Stated task: Reproduce every line from the one containing "of the zebra's" through the end of the entries, and shift each answer coordinate by adding 112 to both of its numbers. Keep all other lines as they are, including the sample coordinates.

** START **

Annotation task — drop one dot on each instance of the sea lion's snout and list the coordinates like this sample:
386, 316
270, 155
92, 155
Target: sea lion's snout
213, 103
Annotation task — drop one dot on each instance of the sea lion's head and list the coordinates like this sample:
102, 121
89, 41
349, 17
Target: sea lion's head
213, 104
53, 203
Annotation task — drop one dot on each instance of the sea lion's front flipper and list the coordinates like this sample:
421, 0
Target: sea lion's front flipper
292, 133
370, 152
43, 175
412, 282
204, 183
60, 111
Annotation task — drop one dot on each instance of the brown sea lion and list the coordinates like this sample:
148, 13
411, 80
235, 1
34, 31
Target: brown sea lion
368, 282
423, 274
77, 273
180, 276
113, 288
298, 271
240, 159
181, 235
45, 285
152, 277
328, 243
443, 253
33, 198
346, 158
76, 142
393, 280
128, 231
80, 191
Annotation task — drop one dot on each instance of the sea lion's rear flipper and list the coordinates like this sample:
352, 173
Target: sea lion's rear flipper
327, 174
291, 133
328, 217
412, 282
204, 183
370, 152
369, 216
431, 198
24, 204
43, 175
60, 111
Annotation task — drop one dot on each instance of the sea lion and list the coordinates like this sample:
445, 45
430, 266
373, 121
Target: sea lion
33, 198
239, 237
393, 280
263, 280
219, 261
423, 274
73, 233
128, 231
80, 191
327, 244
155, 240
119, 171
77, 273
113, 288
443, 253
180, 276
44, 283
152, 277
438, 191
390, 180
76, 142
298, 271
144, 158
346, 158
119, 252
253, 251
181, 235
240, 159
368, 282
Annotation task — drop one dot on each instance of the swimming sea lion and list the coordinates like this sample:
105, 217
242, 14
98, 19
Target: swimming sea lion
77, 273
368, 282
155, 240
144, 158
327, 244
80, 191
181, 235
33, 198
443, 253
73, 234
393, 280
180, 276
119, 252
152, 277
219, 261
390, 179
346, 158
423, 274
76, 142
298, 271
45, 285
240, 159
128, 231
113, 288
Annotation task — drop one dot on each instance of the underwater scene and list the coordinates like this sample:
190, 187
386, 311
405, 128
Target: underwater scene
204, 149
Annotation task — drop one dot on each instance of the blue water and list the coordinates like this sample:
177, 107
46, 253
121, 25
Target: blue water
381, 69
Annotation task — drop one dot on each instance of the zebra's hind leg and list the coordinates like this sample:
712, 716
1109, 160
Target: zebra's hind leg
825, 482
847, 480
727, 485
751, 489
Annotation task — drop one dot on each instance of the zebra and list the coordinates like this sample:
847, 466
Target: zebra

** END **

Answer to this exercise:
Annotation task — drop one dot on each instance of the zebra's hind leg and list the coordinates like this sample:
712, 716
1109, 160
Target: zebra's hind leg
937, 594
959, 592
839, 597
863, 601
Annotation task — drop one dot on each instance of the zebra and list the coordinates like this sample:
847, 466
Target: zebra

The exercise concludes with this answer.